Stated exercise: According to the text on GDPR data protection, which kinds of identifiers are classified as personal data under the GDPR?

Selected text:
• • • • •

2. How can my business protect personal data?
The new data protection regulations apply to data that allow direct or indirect identification of an individual by anyone. As a result, cookie IDs, online identifiers, device identifiers, and IP addresses are categorised as personal data under the GDPR. To ensure the security and confidentially of the new defined categories of personal data, businesses can use the following measures:

Adopt a Protection by Design Approach — There are certain ‘protection by design’ techniques that businesses can use to protect the personal data of their customers. These include:

  • Pseudonymisation — Pseudonymisation (such as encryption, tokenisation, hashing) is a technique that involves categorisation of the personal data of customers into two types in such a manner that one type can no longer be attributed to an individual unless accompanied by the second type of information which is kept separately and is subject to various data protection measures.
  • Data Minimisation — As the name implies, data minimisation is about ensuring that only the data that’s necessary for a specific purpose is processed, used, or stored.

3. How can my company implement technical infrastructure that will ensure optimal governance of client data?
GDPR not only requires businesses to implement a well-built and foolproof infrastructure to collect, store, and process data, but also directs them to continuously review and update the infrastructure. Here are a few ways businesses can ensure their compliance to these new legislations.

  • Align Data & Analytics Strategy with Policies — Businesses should focus on developing a data and analytics infrastructure that’s CONTROLLED, PORTABLE, and COMPLIANT. To ensure this, data collection should be purpose driven, i.e. only data that is required to fulfill a specific requirement or purpose should be collected and processed. Data collection should be compliant. Customers should be provided with a right to object to data collection and processing for direct marketing processed. Data collected with the consent of clients should be kept in self-controlled storage and processed according to all applicable data protection regulations.
  • Manage Data Lineage — Certain data governance solutions organised by leading tech companies can help businesses streamline their data handling processes and exercise greater control and get improved visibility throughout data lifecycle. They help businesses adopt a standardised approach to discovering their IT assets and define a common business language to ensure optimal policy and metadata management, create a searchable catalogue of information assets, and develop a point of access and control for data stewardship tasks.

4. How can my business uphold these new regulations and define client data collection and storage?
To enhance the compliance of their client data collection and storage processes, businesses should seek assurance from a data protection officer who can inform and advice the business about its obligations pursuant to the regulation, monitor the implementation and application of adequate data protection policies, and ensure optimal training of staff involved in data collection and processing operations. In addition to this, designating a data protection officer can also help businesses monitor their incoming data streams and how they should be treated.

5. How can my business handle different types of data streams?

• • • • •

Data shown:
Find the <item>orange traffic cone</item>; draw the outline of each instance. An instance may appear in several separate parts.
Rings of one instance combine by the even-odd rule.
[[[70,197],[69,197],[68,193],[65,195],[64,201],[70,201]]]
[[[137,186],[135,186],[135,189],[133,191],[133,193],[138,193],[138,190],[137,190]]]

• • • • •

Exercise answer: Cookie IDs, online identifiers, device identifiers, and IP addresses.